* [Goal of the exercise]: Copy every one of the records below word for word, leaving the pictures out of your copy.

--- START Exercise material ---

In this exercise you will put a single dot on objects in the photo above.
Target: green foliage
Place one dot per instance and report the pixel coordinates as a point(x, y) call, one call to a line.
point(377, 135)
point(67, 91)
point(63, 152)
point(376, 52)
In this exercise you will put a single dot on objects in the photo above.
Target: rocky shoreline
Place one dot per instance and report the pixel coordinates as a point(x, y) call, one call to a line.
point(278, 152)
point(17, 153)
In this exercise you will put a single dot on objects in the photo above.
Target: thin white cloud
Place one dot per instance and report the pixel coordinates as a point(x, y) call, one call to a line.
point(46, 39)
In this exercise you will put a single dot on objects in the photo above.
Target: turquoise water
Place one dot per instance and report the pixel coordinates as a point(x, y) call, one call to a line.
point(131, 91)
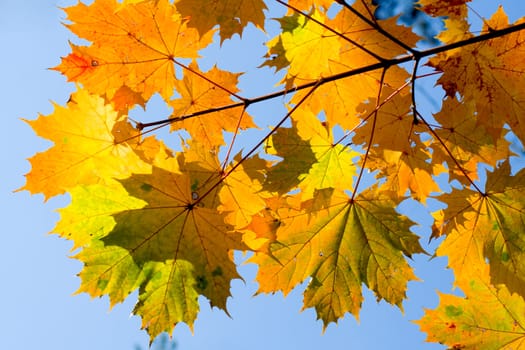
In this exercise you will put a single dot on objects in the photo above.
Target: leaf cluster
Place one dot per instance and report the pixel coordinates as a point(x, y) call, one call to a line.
point(314, 198)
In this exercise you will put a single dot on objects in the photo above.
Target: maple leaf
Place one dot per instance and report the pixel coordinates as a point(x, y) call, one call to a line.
point(487, 225)
point(498, 78)
point(90, 144)
point(154, 226)
point(468, 143)
point(135, 45)
point(340, 246)
point(488, 317)
point(335, 165)
point(297, 159)
point(200, 92)
point(231, 16)
point(145, 218)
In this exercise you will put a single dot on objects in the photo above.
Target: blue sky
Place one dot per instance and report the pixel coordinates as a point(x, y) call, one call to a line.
point(38, 310)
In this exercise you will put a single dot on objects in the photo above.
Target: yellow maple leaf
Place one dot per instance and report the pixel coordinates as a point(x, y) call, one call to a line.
point(488, 317)
point(135, 45)
point(231, 16)
point(205, 91)
point(90, 145)
point(339, 246)
point(487, 226)
point(489, 74)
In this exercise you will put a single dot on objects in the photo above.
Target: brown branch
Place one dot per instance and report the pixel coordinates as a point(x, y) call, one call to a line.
point(380, 65)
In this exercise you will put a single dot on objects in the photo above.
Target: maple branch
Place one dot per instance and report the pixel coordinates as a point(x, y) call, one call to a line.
point(259, 144)
point(376, 26)
point(341, 35)
point(449, 152)
point(372, 132)
point(380, 65)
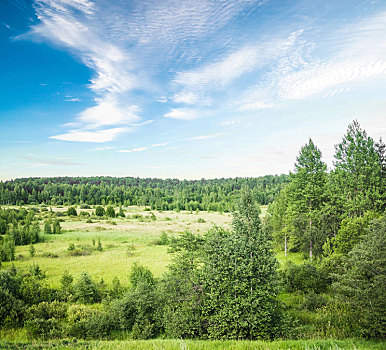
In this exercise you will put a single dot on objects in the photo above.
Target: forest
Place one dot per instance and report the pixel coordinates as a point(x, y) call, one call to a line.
point(312, 267)
point(169, 194)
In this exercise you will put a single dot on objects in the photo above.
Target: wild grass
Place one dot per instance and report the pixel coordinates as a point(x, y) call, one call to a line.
point(124, 241)
point(127, 241)
point(158, 344)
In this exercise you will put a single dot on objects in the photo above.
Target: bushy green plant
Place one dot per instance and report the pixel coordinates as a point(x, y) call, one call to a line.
point(71, 211)
point(85, 290)
point(305, 278)
point(110, 212)
point(99, 211)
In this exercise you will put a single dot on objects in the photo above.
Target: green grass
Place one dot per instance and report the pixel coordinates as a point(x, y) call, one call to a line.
point(158, 344)
point(116, 240)
point(114, 260)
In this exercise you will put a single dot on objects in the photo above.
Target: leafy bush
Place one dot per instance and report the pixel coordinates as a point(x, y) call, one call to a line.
point(71, 211)
point(85, 290)
point(11, 309)
point(40, 327)
point(46, 310)
point(84, 214)
point(305, 278)
point(163, 239)
point(99, 211)
point(110, 212)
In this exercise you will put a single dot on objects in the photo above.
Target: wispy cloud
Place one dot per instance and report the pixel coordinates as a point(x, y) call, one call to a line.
point(116, 41)
point(254, 106)
point(182, 114)
point(138, 149)
point(40, 162)
point(90, 136)
point(359, 54)
point(204, 137)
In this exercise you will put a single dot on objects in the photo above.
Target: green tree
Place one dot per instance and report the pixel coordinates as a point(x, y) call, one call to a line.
point(71, 211)
point(358, 182)
point(239, 276)
point(110, 212)
point(47, 227)
point(56, 228)
point(121, 213)
point(362, 285)
point(99, 211)
point(307, 192)
point(85, 290)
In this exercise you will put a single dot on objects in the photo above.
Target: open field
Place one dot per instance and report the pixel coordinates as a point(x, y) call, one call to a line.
point(124, 241)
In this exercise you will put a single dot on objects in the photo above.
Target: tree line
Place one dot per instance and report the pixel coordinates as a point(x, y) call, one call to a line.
point(320, 212)
point(169, 194)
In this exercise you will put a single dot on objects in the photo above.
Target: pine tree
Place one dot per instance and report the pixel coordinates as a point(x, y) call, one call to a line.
point(306, 193)
point(240, 278)
point(358, 182)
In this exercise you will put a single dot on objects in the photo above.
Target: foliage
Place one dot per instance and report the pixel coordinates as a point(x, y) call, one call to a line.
point(306, 277)
point(239, 277)
point(169, 194)
point(85, 290)
point(71, 211)
point(110, 212)
point(362, 284)
point(99, 211)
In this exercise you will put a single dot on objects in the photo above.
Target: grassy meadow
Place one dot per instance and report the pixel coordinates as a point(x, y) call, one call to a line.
point(124, 241)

--- END Exercise material ---

* [Final result]:
In this exercise you will put a single dot on objects in the photo above.
Target: green foliage
Place one dot per instance and report the pixel coordinates as a point(x, y) call, one call to a line.
point(377, 135)
point(67, 91)
point(63, 152)
point(376, 52)
In this exercise you will put a single dot on objects in the photo above.
Target: rocky shoreline
Place one dot per instance and report the pixel coordinates as a point(x, y) call, one call to a line.
point(278, 152)
point(17, 153)
In this exercise you will put a single dot on objects in the photo above.
Target: thin white cloud
Place one dot per instance and report the pixel coordinates as a point(x, y) call, one call to a line.
point(46, 39)
In this exercise you will put a single dot on objects in the photo above.
Target: turquoise water
Place one dot per instance and report the pixel coordinates as a point(x, y) call, one call to a line.
point(131, 91)
In this exercise you will put a single dot on objects in the photo above.
Target: leaf cluster
Place one dot per instance and report the pixel coordinates as a point(x, y) call, one call to a line.
point(314, 198)
In this exercise you will put a single dot on objects in the photo above.
Target: maple leaf
Place one dot per instance and report the pixel coordinates as a point(x, y) call, one call to a line.
point(487, 225)
point(498, 78)
point(90, 144)
point(154, 226)
point(468, 143)
point(135, 45)
point(340, 246)
point(488, 317)
point(335, 165)
point(297, 159)
point(200, 92)
point(231, 16)
point(145, 218)
In this exercise you will put a single dot on objects in the photo above.
Target: blue sky
Place one dot per instance and report the pixel coordinates as a point(x, y) call, one call to a line.
point(38, 310)
In this exercise you will put a single dot on objects in the photo above.
Target: yellow maple leaf
Place one dot per instance and report the pixel coordinates as a point(x, y) call, one call to a line.
point(488, 317)
point(135, 45)
point(231, 16)
point(205, 91)
point(90, 145)
point(339, 246)
point(487, 226)
point(489, 74)
In this exercise you will put a single dot on objects in the photo above.
Target: brown branch
Place one dot per instance and report the pixel coordinates as a point(x, y) call, one call to a line.
point(380, 65)
In this exercise you will put a single dot on objects in the photo above.
Target: maple branch
Place one dot per instance and report the pixel coordinates as a point(x, y) call, one call to a line.
point(259, 144)
point(376, 26)
point(341, 35)
point(449, 152)
point(372, 132)
point(380, 65)
In this exercise you will put a single dot on objects in the photo above.
Target: forest
Place one dot per instance and report the pixel coordinates as a point(x, y) call, one call to a line.
point(312, 267)
point(169, 194)
In this exercise you will put a single dot on objects in the photo above.
Target: wild grass
Place one dot per instance and report the pixel coordinates as a point(x, y) call, one call to a line.
point(124, 241)
point(127, 241)
point(158, 344)
In this exercise you will put a single dot on objects in the photo above.
Target: bushy green plant
Place one dot per instance and report the pixel coordinates as a point(x, y) call, one call to a line.
point(71, 211)
point(85, 290)
point(305, 278)
point(110, 212)
point(99, 211)
In this exercise you will put a single dot on objects in the photo above.
Target: green grass
Place one dot per instance and report the pixel coordinates as a point(x, y) call, one call to a line.
point(158, 344)
point(116, 240)
point(114, 260)
In this exercise you will put a single dot on objects in the photo above.
Target: leafy bush
Place one dot per instance and report the pixel coordinates as a point(x, y) call, one call to a line.
point(71, 211)
point(85, 290)
point(11, 309)
point(40, 327)
point(46, 310)
point(84, 214)
point(305, 278)
point(163, 239)
point(99, 211)
point(110, 212)
In this exercise you will put a single dot on objects in the photo above.
Target: wispy cloud
Place one dot per instance and report the pixel coordinates as a point(x, y) call, one call to a line.
point(116, 41)
point(254, 106)
point(182, 114)
point(138, 149)
point(40, 162)
point(90, 136)
point(359, 54)
point(204, 137)
In this exercise you will put a single dot on objects in the photo above.
Target: green tree
Place one dot per instance and report the pixel coordinates as a point(x, y) call, one call to a line.
point(71, 211)
point(358, 182)
point(239, 276)
point(110, 212)
point(47, 227)
point(56, 228)
point(121, 213)
point(362, 285)
point(99, 211)
point(307, 192)
point(85, 290)
In this exercise you will put a single dot on objects in the photo above.
Target: open field
Place one dot per instance and report the pixel coordinates as a point(x, y) call, one call to a line.
point(124, 241)
In this exercise you will put a single dot on objects in the photo above.
Target: tree line
Place one dot per instance and report the pixel coordinates as a point(x, y) call, one call to a line.
point(320, 212)
point(169, 194)
In this exercise you will put a single dot on objects in the photo above.
Target: pine tree
Place one dot per instance and report the pixel coordinates as a point(x, y) call, one call to a line.
point(306, 193)
point(240, 278)
point(358, 182)
In this exercise you will put a single dot on objects in the photo above.
Target: foliage
Place one dot per instance and report the pixel coordinates as a point(x, y) call, one call to a line.
point(306, 277)
point(239, 277)
point(169, 194)
point(85, 290)
point(71, 211)
point(110, 212)
point(362, 284)
point(99, 211)
In this exercise you will put a single dot on objects in the photo above.
Target: grassy meadow
Place one dot per instance and report the pixel coordinates as a point(x, y) call, one call to a line.
point(124, 241)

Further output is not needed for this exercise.